(Provided data Opens)
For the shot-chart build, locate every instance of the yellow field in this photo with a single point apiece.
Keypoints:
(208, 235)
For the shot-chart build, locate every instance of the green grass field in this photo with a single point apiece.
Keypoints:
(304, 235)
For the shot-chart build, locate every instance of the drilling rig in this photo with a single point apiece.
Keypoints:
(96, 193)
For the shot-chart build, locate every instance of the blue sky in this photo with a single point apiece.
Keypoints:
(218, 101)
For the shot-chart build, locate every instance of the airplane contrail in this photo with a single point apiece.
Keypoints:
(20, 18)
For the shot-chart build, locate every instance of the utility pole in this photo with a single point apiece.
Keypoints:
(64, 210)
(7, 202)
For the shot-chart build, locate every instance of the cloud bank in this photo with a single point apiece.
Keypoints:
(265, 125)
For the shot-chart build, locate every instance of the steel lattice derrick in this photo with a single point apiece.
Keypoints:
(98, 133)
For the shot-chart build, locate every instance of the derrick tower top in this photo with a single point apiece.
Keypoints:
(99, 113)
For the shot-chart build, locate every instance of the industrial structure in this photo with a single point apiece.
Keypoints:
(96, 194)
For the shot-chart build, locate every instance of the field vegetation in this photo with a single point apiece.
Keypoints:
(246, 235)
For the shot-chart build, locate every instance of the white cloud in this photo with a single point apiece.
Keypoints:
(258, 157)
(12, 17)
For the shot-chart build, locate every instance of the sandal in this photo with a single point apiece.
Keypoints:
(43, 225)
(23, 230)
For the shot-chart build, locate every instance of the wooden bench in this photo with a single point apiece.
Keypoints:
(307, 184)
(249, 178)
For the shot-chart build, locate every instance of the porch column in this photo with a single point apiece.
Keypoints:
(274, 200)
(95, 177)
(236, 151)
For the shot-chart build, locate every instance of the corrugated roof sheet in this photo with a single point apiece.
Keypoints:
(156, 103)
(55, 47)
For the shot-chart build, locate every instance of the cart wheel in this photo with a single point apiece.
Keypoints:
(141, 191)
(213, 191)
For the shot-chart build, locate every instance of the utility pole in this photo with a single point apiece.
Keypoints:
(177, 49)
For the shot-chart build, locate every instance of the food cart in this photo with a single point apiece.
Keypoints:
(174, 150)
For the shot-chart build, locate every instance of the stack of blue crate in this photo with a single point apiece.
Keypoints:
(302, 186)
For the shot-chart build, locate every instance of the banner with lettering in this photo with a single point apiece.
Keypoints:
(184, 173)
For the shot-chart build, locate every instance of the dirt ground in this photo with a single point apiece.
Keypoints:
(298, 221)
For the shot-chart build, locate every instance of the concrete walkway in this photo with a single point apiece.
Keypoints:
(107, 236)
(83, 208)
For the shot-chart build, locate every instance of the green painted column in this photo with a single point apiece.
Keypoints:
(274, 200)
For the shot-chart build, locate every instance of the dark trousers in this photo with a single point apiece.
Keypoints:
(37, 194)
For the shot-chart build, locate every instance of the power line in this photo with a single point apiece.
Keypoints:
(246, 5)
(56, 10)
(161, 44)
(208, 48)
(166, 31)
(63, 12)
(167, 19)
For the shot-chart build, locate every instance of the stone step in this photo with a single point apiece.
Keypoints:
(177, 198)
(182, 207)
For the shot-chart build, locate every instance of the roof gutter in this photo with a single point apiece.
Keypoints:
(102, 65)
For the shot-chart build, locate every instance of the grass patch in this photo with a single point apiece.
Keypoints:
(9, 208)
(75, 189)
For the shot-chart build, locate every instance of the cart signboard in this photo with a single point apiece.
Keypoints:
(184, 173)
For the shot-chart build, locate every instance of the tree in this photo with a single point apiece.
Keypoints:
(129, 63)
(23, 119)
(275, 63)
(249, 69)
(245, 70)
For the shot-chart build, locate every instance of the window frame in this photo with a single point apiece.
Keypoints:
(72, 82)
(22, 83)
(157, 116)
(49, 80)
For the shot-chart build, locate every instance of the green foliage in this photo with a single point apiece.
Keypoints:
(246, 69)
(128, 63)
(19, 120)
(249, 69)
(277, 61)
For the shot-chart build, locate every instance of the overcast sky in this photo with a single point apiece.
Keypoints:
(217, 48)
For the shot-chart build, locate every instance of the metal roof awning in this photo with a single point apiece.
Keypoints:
(Provided data Closes)
Work request: Each of the entries must be written out again exactly.

Answer box:
For the shot-chart build, locate every instance of the yellow field in this photo with a single point apiece.
Keypoints:
(208, 235)
For the shot-chart build, locate every instance of the green grass field in this photo with a single point apiece.
Keypoints:
(304, 235)
For the shot-chart build, locate every instance of the drilling rig in this photo with a single point apiece.
Keypoints:
(96, 193)
For the shot-chart build, locate every instance of the blue sky in this photo with a single point apiece.
Keypoints:
(218, 101)
For the shot-chart build, locate every instance of the airplane contrail in this photo with a single point apiece.
Keypoints:
(20, 18)
For the shot-chart build, locate every instance of the utility pole in this photo with a single point apiece.
Keypoints:
(64, 210)
(7, 202)
For the shot-chart build, locate every instance of the cloud bank in this photo with a single point apiece.
Keypoints:
(265, 125)
For the shot-chart build, locate every instance of the steel lattice derrick in this photo with a single point apiece.
Keypoints:
(98, 133)
For the shot-chart build, locate every instance of the derrick tower top in this photo with a single point apiece.
Keypoints:
(99, 113)
For the shot-chart build, locate every instance of the industrial structure in this photo with a single point apiece.
Keypoints:
(96, 194)
For the shot-chart build, locate every instance of the field vegetation in this photo with a single point apiece.
Keypoints:
(246, 235)
For the shot-chart build, locate every instance of the white cloud in this photo with a single point apiece.
Keypoints:
(258, 157)
(12, 17)
For the shot-chart build, locate every instance of the sandal in this photo with a single point apiece.
Keypoints:
(43, 225)
(23, 230)
For the shot-chart build, locate every instance of the wooden bench in this photo with a single point apiece.
Keypoints:
(307, 184)
(249, 178)
For the shot-chart build, locate every instance of the porch column in this photo with a single point apiece.
Keypoints:
(274, 200)
(95, 177)
(236, 151)
For the shot-chart build, locate every instance of the corrugated roof sheet in this photo with a single point apiece.
Keypoints:
(156, 103)
(55, 47)
For the shot-chart build, locate every instance of the cart wheel in this photo with a single point apiece.
Keypoints:
(141, 191)
(213, 191)
For the shot-chart build, locate every instance of the utility pole in this photo with a single point apiece.
Keypoints:
(177, 49)
For the shot-chart build, locate every instance of the food cart in this photo with a single point apiece.
Keypoints:
(174, 150)
For the shot-chart build, locate every instance of the stack of blue crate in this photo with a single point apiece.
Keypoints:
(302, 186)
For the shot-chart build, locate every instance of the banner with lettering in this photo with a single point apiece.
Keypoints:
(184, 173)
For the shot-chart build, locate every instance of the dirt ground in this photo with a single point apiece.
Keypoints:
(298, 221)
For the shot-chart build, locate every instance of the concrete walkway in this photo with a single point apiece.
Keypoints:
(107, 236)
(83, 208)
For the shot-chart build, locate every instance of the green painted column in this photo with a single point apiece.
Keypoints:
(274, 200)
For the shot-chart build, locate every instance of the dark trousers in this photo with a single point apiece.
Keypoints:
(37, 194)
For the shot-chart build, locate every instance of the power line in this photo with a single point apiece.
Keypoints:
(246, 5)
(56, 10)
(161, 44)
(208, 48)
(166, 31)
(63, 12)
(167, 19)
For the shot-chart build, locate every instance of the stone step in this photo with a single point apiece.
Keypoints:
(177, 198)
(182, 207)
For the shot-chart build, locate every instance of the roof gutter in this photo with a single point apiece.
Keypoints:
(102, 65)
For the shot-chart build, locate every instance of the grass patch in this photo with a single point apiece.
Keypoints:
(9, 208)
(75, 189)
For the shot-chart build, locate every instance of the cart signboard in this photo with a single point apiece.
Keypoints:
(184, 173)
For the shot-chart build, locate every instance of the tree in this photo with a single point apiece.
Keypoints:
(129, 63)
(23, 119)
(275, 63)
(249, 69)
(245, 70)
For the shot-chart build, locate every instance of the window frame in this photo with a single point apiece.
Keypoints:
(72, 82)
(22, 83)
(157, 116)
(49, 80)
For the shot-chart build, locate every instance of the green foliage in this photo with a single point apiece.
Keypoints:
(246, 69)
(128, 63)
(19, 120)
(249, 69)
(277, 61)
For the shot-chart build, locate every instance of the overcast sky in this photo with a single point apiece.
Keypoints:
(217, 48)
For the shot-chart build, locate every instance of the metal roof awning in this photo with a single point apiece.
Keypoints:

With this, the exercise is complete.